→ **Task instructions**
Quote each record exactly, please, leaving none out.
•••••
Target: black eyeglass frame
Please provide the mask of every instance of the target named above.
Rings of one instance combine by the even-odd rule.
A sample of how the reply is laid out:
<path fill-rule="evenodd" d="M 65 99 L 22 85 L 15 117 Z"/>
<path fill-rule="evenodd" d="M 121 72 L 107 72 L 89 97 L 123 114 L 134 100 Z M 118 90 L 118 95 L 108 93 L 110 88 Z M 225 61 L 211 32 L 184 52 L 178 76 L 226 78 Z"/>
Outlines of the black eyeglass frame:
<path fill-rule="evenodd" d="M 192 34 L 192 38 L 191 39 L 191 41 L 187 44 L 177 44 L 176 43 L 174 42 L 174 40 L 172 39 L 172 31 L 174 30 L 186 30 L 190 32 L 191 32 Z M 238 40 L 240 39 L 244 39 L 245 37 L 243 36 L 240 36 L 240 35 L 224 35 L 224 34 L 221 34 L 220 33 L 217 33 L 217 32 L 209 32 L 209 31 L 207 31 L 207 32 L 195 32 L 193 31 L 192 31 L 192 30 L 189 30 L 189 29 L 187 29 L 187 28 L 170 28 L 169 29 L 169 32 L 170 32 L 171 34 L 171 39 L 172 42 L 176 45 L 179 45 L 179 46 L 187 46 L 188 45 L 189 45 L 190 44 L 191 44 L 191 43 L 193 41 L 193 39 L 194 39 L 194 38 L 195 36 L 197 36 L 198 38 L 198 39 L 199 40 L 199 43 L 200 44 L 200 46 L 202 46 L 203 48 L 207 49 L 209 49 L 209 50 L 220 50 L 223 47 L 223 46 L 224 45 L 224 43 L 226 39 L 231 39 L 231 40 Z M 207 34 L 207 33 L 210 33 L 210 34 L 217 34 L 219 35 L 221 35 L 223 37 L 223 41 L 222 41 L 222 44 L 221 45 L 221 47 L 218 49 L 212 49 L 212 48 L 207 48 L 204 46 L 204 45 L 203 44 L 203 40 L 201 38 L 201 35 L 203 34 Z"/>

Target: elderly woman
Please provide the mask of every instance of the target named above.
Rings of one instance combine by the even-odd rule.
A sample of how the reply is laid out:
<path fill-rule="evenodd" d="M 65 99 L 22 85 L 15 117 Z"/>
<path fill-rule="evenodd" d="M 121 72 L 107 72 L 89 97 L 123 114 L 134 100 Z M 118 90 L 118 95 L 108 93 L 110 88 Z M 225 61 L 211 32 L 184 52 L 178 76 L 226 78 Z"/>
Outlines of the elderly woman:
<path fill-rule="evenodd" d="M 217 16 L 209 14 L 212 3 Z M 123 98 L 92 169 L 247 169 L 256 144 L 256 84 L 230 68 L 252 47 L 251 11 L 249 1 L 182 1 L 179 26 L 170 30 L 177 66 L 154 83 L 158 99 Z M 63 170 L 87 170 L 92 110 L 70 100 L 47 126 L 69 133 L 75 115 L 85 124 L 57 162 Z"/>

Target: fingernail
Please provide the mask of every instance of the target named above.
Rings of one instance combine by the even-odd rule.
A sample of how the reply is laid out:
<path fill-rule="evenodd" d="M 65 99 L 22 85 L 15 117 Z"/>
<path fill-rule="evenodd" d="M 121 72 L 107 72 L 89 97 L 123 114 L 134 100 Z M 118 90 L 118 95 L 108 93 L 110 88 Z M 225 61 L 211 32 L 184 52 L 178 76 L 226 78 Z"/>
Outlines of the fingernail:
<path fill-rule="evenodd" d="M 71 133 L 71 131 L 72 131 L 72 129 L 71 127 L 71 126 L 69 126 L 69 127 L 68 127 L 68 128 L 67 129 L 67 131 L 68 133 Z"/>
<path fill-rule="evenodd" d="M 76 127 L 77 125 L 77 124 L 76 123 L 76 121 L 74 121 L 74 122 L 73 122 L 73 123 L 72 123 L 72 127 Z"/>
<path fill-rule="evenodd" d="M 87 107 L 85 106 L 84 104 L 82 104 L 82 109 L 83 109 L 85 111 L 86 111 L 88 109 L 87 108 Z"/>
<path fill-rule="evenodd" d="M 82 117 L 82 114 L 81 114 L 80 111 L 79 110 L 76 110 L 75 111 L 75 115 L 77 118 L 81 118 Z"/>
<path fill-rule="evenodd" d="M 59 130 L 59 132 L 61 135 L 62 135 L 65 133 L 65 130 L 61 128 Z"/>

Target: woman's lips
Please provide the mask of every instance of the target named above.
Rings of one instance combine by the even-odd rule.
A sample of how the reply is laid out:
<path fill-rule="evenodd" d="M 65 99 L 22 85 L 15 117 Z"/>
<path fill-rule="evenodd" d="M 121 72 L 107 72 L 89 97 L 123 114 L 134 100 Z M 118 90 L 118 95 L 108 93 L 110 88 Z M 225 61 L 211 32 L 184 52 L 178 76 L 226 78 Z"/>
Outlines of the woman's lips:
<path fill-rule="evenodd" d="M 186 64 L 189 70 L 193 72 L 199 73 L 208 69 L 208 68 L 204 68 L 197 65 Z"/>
•••••
→ **Response**
Target: black eyeglass frame
Please provide the mask of every instance of the target named above.
Rings of one instance combine by the even-odd rule.
A sample of how the reply is laid out:
<path fill-rule="evenodd" d="M 65 99 L 22 85 L 15 117 Z"/>
<path fill-rule="evenodd" d="M 121 72 L 107 72 L 89 97 L 123 114 L 134 100 Z M 118 90 L 118 95 L 108 93 L 110 88 Z M 225 61 L 211 32 L 184 52 L 178 76 L 226 78 Z"/>
Outlines of the black eyeglass frame:
<path fill-rule="evenodd" d="M 192 34 L 192 38 L 191 39 L 191 41 L 187 44 L 177 44 L 176 43 L 174 42 L 174 40 L 172 39 L 172 31 L 174 30 L 186 30 L 190 32 L 191 32 Z M 238 40 L 240 39 L 244 39 L 245 37 L 243 36 L 240 36 L 240 35 L 224 35 L 224 34 L 221 34 L 220 33 L 217 33 L 217 32 L 209 32 L 209 31 L 207 31 L 207 32 L 195 32 L 193 31 L 192 31 L 192 30 L 189 30 L 189 29 L 187 29 L 187 28 L 170 28 L 169 29 L 169 32 L 170 32 L 171 34 L 171 39 L 172 42 L 176 45 L 179 45 L 179 46 L 187 46 L 188 45 L 189 45 L 190 44 L 191 44 L 191 43 L 193 41 L 193 39 L 194 39 L 194 38 L 195 36 L 197 36 L 198 38 L 198 39 L 199 40 L 199 43 L 200 44 L 200 46 L 202 46 L 203 48 L 207 49 L 209 49 L 209 50 L 220 50 L 223 47 L 223 46 L 224 45 L 224 43 L 226 39 L 231 39 L 231 40 Z M 207 34 L 207 33 L 210 33 L 210 34 L 217 34 L 219 35 L 221 35 L 223 37 L 223 41 L 222 41 L 222 44 L 221 45 L 221 47 L 218 49 L 212 49 L 212 48 L 207 48 L 204 46 L 204 45 L 203 44 L 203 40 L 201 38 L 201 35 L 203 34 Z"/>

Target: elderly woman
Please provide the mask of every instance of the target named above.
Rings of one instance combine by the even-odd rule.
A sample of how the reply is laid out:
<path fill-rule="evenodd" d="M 65 99 L 22 85 L 15 117 Z"/>
<path fill-rule="evenodd" d="M 121 72 L 107 72 L 89 97 L 123 114 L 134 100 Z M 118 90 L 118 95 L 108 93 L 110 88 Z M 225 61 L 211 32 L 184 52 L 178 76 L 226 78 Z"/>
Outlines of the elderly woman:
<path fill-rule="evenodd" d="M 217 16 L 209 14 L 212 3 Z M 123 98 L 92 169 L 247 169 L 256 144 L 256 84 L 230 68 L 252 47 L 251 11 L 249 1 L 182 1 L 179 26 L 170 30 L 177 66 L 154 83 L 158 99 Z M 63 170 L 87 170 L 92 110 L 70 100 L 47 126 L 69 133 L 75 115 L 85 124 L 57 162 Z"/>

Target: fingernail
Please provide the mask of every instance of the target named above.
Rings of one instance combine by the even-odd rule.
A sample of how the reply is laid out:
<path fill-rule="evenodd" d="M 65 99 L 22 85 L 15 117 Z"/>
<path fill-rule="evenodd" d="M 121 72 L 107 72 L 89 97 L 123 114 L 134 100 Z M 118 90 L 118 95 L 108 93 L 110 88 Z M 225 61 L 211 32 L 184 52 L 178 76 L 226 78 Z"/>
Outlines of the fingernail:
<path fill-rule="evenodd" d="M 71 133 L 71 131 L 72 131 L 72 129 L 71 127 L 71 126 L 69 126 L 69 127 L 68 127 L 68 128 L 67 129 L 67 131 L 68 133 Z"/>
<path fill-rule="evenodd" d="M 76 127 L 77 125 L 77 124 L 76 123 L 76 121 L 74 121 L 74 122 L 73 122 L 73 123 L 72 123 L 72 127 Z"/>
<path fill-rule="evenodd" d="M 87 107 L 85 106 L 84 104 L 82 104 L 82 109 L 83 109 L 85 111 L 86 111 L 88 109 L 87 108 Z"/>
<path fill-rule="evenodd" d="M 82 117 L 82 114 L 81 114 L 80 111 L 79 110 L 76 110 L 75 111 L 75 115 L 77 118 L 81 118 Z"/>
<path fill-rule="evenodd" d="M 59 130 L 59 132 L 61 135 L 62 135 L 65 133 L 65 130 L 61 128 Z"/>

Target: woman's lips
Please provide the mask of every instance of the target named above.
Rings of one instance combine by the even-odd rule.
A sample of how the reply is laid out:
<path fill-rule="evenodd" d="M 65 99 L 22 85 L 15 117 Z"/>
<path fill-rule="evenodd" d="M 121 72 L 107 72 L 89 97 L 123 114 L 134 100 Z M 118 90 L 118 95 L 108 93 L 110 88 Z M 225 61 L 211 32 L 184 52 L 178 76 L 226 78 Z"/>
Outlines of the woman's lips:
<path fill-rule="evenodd" d="M 186 64 L 189 70 L 193 72 L 199 73 L 208 69 L 208 68 L 204 68 L 197 65 Z"/>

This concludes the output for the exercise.